Pearl Jam | Photo by Josh Pelta-Heller for WXPN | hellerhound.com
Pearl Jam powers through an epic night at the Wells Fargo Center
It could be argued — say if rock critic and punk purist Greil Marcus were your arts and culture professor — that a gaudy spectacle like last night’s Pearl Jam show at Wells Fargo Center wouldn’t hold much genuine value, for all its pomp, its loathsome corporate sponsorship and overpriced domestic beer, in contrast for example with the intimacy and palpable hunger of a younger band playing a smaller space (which, in Philly, would have a much better tap selection too).

Items:
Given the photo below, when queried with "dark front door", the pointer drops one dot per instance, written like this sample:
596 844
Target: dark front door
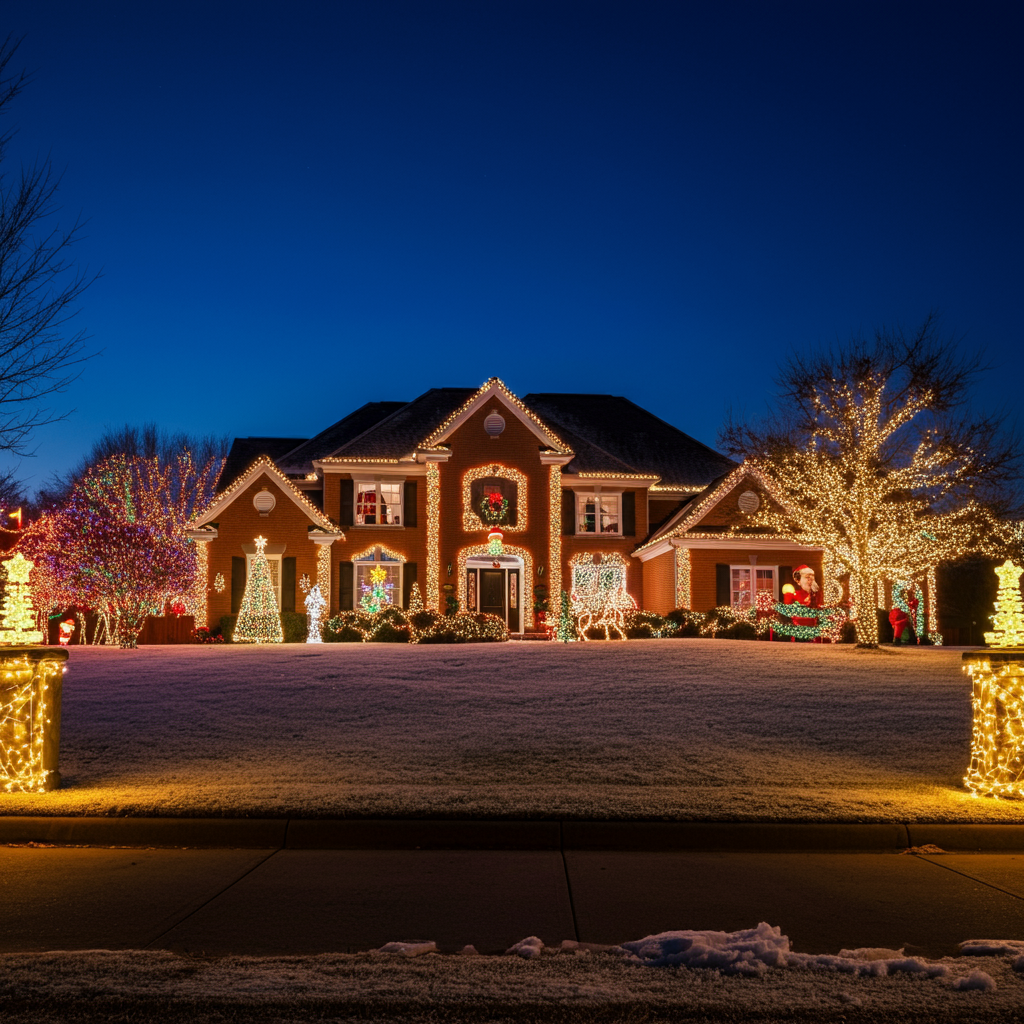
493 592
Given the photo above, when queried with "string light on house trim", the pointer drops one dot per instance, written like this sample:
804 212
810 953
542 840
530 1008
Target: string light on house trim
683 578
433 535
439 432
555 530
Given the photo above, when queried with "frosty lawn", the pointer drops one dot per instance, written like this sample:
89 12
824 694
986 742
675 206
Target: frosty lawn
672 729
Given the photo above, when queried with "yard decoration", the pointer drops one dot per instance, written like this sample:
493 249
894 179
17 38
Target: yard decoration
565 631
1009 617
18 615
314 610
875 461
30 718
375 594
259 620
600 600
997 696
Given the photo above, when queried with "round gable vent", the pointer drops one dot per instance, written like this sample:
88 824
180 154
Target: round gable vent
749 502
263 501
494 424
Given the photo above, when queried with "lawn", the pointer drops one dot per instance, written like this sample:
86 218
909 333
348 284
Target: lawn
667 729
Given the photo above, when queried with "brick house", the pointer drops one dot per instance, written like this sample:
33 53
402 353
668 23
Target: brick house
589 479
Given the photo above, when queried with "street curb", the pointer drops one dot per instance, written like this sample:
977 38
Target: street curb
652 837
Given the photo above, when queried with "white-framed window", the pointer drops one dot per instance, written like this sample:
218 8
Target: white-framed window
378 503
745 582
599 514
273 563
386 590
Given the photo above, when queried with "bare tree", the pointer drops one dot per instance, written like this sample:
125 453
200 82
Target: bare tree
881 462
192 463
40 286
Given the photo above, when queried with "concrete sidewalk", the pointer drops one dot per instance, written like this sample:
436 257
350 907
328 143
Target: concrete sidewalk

Job 1: From the Pearl Jam concert review, extract the passage starting with "Pearl Jam |" and going on through "tap selection too).".
Job 2: In the Pearl Jam concert review, which drawbacks of the Wells Fargo Center show does the opening sentence name with the words "for all its"? List each one.
Job 3: Carry on the Pearl Jam concert review from the end of its opening paragraph.

Reply 1:
Pearl Jam | Photo by Josh Pelta-Heller for WXPN | hellerhound.com
Pearl Jam powers through an epic night at the Wells Fargo Center
It could be argued — say if rock critic and punk purist Greil Marcus were your arts and culture professor — that a gaudy spectacle like last night’s Pearl Jam show at Wells Fargo Center wouldn’t hold much genuine value, for all its pomp, its loathsome corporate sponsorship and overpriced domestic beer, in contrast for example with the intimacy and palpable hunger of a younger band playing a smaller space (which, in Philly, would have a much better tap selection too).

Reply 2:
- pomp
- loathsome corporate sponsorship
- overpriced domestic beer

Reply 3:
Of course, Pearl Jam were that younger band at one point, sweating all over those smaller rooms through loosely hanging, open-fronted plaid, stomping those stages in scuffed black Doc Marten’s boots. In July of 1991, touring in support of their anthemic debut record Ten, they played to a modest audience at South Street’s JC Dobbs, a local premiere that Eddie Vedder likes to frequently evoke with Philly crowds. And less than a year later, the band played The Trocadero, just a few months before setting a new record for album sales with 1992’s Vs.
The next time Pearl Jam would return to the Philly area would be six years later, following a notable battle with Ticketmaster, waged and lost, that saw their noble-minded boycott of Philly venues in favor of Jones Beach in New York and Meriweather Post Pavilion down by DC. By then, the band was a heavyweight festival headliner, playing almost exclusively at blockbuster concert venues.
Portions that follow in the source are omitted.